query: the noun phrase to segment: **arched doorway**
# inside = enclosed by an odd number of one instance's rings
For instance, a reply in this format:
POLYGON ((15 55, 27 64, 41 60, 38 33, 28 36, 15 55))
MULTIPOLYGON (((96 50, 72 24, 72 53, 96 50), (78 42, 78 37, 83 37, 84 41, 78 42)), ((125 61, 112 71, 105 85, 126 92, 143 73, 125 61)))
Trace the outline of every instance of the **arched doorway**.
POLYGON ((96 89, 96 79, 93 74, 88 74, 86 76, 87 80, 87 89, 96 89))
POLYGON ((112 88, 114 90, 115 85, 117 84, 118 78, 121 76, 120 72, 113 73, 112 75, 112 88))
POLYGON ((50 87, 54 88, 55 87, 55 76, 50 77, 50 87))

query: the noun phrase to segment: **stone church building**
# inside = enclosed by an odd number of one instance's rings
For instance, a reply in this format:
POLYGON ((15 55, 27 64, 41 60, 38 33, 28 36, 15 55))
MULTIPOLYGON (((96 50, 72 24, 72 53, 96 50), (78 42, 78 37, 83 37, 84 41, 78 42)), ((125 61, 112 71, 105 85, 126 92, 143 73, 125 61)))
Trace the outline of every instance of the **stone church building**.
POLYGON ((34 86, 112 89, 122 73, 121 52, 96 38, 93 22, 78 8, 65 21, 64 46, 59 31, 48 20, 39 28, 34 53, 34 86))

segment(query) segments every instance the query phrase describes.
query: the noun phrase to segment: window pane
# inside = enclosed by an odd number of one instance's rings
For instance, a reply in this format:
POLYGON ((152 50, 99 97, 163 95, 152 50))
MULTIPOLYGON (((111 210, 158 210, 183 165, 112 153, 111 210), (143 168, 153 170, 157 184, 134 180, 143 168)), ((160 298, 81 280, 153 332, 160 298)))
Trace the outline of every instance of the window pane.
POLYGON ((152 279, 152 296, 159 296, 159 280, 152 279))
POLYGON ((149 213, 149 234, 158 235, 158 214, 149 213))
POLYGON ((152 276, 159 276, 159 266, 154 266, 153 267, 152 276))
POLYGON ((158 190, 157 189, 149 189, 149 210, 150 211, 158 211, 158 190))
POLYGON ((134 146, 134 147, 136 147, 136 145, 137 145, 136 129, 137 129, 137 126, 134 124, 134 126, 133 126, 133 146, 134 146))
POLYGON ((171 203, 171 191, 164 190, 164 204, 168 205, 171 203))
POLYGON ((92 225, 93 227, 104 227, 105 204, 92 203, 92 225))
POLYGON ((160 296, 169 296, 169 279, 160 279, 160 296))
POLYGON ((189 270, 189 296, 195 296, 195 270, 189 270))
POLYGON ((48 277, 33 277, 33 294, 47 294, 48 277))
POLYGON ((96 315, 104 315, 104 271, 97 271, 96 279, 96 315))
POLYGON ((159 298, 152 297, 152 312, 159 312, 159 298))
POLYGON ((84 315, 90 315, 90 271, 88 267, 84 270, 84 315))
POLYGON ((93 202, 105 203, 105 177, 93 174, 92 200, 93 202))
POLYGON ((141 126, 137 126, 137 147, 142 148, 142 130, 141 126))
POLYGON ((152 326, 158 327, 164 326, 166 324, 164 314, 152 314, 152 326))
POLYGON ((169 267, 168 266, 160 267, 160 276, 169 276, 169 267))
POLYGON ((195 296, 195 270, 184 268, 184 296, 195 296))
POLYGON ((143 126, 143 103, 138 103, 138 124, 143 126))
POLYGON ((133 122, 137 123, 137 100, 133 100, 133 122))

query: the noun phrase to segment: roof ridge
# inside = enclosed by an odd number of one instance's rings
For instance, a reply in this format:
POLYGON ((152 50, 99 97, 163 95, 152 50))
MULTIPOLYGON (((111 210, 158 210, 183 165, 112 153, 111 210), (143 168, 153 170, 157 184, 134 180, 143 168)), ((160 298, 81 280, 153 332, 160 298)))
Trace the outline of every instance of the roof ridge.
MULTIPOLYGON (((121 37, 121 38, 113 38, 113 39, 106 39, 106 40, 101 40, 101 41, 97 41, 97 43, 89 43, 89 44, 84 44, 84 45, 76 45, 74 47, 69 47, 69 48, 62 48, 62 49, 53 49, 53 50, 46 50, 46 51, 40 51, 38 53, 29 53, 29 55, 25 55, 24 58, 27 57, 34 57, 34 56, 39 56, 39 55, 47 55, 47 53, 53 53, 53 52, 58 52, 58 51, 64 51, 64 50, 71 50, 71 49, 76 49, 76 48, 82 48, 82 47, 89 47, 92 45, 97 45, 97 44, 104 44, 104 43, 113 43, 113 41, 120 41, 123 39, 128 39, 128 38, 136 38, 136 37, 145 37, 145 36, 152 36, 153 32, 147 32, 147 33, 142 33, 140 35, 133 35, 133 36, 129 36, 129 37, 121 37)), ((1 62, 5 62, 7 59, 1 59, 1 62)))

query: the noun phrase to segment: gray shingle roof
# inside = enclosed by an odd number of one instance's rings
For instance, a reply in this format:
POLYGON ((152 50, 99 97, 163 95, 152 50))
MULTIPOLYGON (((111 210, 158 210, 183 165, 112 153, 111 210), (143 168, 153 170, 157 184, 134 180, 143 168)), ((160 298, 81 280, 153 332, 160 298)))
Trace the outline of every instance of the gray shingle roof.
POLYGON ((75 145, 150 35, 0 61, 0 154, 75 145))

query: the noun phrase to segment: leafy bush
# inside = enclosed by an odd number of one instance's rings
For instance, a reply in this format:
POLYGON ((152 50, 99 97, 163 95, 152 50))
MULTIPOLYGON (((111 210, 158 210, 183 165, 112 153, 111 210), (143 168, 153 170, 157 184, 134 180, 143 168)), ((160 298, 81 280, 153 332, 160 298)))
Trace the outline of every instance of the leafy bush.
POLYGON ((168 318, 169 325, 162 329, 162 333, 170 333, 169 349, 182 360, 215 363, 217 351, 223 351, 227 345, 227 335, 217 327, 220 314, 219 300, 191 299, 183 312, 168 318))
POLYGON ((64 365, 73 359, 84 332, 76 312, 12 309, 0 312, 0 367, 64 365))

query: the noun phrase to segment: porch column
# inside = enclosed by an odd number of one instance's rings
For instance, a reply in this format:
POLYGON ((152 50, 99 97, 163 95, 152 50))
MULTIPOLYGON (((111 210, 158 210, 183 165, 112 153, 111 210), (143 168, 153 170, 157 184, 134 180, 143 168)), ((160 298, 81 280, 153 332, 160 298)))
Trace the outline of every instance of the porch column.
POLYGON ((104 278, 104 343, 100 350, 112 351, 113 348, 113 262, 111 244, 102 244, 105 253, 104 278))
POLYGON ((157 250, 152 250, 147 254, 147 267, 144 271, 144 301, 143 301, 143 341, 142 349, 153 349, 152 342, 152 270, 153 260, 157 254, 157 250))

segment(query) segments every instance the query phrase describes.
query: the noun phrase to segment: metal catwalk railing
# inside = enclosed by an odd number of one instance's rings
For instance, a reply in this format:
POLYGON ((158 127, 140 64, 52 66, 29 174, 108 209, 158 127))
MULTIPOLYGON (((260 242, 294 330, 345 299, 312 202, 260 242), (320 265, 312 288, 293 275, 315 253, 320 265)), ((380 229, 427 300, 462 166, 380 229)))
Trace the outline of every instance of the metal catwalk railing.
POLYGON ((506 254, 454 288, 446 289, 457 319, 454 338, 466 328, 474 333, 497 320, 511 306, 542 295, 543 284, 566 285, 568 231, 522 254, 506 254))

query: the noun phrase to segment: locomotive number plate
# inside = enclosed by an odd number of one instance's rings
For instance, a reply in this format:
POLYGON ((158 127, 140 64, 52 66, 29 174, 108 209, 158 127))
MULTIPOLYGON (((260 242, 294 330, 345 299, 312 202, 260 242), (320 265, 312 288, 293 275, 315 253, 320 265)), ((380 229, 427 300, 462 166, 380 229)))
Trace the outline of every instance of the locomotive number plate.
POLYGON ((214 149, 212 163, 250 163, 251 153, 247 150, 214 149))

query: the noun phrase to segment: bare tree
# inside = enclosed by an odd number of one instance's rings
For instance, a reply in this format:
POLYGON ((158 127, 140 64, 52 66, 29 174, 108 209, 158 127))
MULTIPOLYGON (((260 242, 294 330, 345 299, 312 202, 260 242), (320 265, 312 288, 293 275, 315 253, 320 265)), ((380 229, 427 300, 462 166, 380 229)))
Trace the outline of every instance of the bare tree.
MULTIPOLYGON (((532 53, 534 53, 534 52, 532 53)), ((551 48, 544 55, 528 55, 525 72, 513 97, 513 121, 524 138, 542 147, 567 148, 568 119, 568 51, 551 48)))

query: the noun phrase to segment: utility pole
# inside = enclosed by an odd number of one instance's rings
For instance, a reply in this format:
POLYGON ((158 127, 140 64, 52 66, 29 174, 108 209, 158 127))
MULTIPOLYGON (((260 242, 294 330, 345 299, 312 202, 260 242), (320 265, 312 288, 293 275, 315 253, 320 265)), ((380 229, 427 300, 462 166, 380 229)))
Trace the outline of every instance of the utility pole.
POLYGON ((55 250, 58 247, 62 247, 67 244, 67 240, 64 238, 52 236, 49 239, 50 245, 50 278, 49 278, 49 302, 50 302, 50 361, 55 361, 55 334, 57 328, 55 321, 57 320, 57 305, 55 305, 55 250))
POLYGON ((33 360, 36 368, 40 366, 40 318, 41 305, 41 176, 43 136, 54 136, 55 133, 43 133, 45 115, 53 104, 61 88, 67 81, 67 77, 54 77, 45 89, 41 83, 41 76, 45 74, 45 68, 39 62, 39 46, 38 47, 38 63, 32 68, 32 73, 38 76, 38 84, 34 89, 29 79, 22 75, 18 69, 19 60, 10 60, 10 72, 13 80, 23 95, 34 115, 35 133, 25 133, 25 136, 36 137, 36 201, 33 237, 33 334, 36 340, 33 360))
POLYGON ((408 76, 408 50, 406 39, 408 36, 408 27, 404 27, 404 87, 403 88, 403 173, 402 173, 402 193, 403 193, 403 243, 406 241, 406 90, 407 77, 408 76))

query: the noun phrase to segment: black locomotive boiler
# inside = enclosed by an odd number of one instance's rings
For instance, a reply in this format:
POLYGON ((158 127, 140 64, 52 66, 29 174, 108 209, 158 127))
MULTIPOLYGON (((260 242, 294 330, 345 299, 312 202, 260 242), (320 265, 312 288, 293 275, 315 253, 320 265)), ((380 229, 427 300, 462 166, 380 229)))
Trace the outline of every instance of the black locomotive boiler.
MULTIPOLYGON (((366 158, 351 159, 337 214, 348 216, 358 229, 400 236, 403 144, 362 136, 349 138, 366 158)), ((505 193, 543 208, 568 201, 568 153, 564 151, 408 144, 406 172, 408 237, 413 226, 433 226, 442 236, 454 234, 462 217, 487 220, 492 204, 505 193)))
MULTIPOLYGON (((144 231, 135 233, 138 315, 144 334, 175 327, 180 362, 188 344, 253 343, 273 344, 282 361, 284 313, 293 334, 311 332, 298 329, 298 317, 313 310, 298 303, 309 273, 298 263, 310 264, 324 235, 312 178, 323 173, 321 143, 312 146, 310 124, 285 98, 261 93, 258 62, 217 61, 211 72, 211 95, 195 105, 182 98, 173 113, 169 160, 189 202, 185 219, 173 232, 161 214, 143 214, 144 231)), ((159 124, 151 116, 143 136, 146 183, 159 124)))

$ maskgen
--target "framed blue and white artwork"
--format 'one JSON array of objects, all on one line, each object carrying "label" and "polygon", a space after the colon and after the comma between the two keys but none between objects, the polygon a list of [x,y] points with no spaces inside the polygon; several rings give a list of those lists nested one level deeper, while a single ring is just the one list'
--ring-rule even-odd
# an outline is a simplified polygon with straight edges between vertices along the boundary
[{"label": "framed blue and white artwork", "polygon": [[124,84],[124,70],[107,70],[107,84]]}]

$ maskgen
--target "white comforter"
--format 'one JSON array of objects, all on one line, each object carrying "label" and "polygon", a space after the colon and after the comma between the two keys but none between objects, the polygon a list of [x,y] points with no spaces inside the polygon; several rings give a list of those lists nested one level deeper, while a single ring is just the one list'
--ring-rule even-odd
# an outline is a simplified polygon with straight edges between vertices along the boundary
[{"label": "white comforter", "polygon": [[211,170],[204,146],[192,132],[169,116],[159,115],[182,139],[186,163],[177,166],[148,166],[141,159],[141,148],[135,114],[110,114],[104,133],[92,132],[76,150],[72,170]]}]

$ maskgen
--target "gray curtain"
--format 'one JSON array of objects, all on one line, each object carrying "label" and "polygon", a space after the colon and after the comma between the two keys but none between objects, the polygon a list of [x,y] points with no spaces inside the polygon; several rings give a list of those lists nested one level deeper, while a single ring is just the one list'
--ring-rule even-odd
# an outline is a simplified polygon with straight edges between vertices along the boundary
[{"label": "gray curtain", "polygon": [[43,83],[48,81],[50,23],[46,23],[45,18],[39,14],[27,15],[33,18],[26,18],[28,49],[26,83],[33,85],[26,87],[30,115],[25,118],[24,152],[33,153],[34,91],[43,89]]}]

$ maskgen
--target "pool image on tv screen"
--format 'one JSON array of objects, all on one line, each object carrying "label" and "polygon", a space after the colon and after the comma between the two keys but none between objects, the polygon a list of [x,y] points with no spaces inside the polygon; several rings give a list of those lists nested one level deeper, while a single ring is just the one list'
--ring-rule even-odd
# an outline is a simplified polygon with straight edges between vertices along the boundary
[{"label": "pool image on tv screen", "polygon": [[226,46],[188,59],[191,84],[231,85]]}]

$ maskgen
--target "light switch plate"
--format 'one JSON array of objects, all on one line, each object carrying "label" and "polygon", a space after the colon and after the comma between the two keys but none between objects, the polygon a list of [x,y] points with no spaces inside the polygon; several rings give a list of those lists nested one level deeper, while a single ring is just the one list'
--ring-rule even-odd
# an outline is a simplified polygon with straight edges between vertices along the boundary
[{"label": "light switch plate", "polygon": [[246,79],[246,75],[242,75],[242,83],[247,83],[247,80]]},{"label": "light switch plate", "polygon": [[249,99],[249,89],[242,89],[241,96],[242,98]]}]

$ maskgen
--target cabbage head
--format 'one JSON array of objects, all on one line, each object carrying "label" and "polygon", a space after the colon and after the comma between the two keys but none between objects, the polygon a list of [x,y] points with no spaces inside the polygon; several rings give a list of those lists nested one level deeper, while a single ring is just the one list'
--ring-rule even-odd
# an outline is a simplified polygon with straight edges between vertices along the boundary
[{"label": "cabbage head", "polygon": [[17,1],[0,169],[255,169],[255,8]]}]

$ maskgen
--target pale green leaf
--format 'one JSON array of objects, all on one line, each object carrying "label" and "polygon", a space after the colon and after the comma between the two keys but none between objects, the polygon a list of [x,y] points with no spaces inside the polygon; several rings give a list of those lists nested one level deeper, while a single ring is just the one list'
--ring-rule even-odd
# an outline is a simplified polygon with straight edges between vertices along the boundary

Exercise objective ::
Copy out the entries word for word, starting at the line that contains "query: the noun phrase to segment: **stone" and ending after the line that contains "POLYGON ((34 86, 112".

Solution for this problem ::
query: the noun phrase to segment: **stone church building**
# inside = enclosed by an odd number of one instance's rings
For instance, a reply in this format:
POLYGON ((15 55, 27 64, 41 60, 38 33, 28 36, 15 55))
MULTIPOLYGON (((96 50, 72 24, 72 53, 96 50), (78 42, 78 37, 83 37, 84 41, 78 42)), ((125 61, 112 71, 105 85, 126 92, 143 73, 125 61)))
Trace the outline of every instance of the **stone church building**.
POLYGON ((34 86, 112 89, 122 73, 121 52, 96 38, 93 22, 78 8, 65 21, 64 46, 59 31, 48 20, 39 28, 34 53, 34 86))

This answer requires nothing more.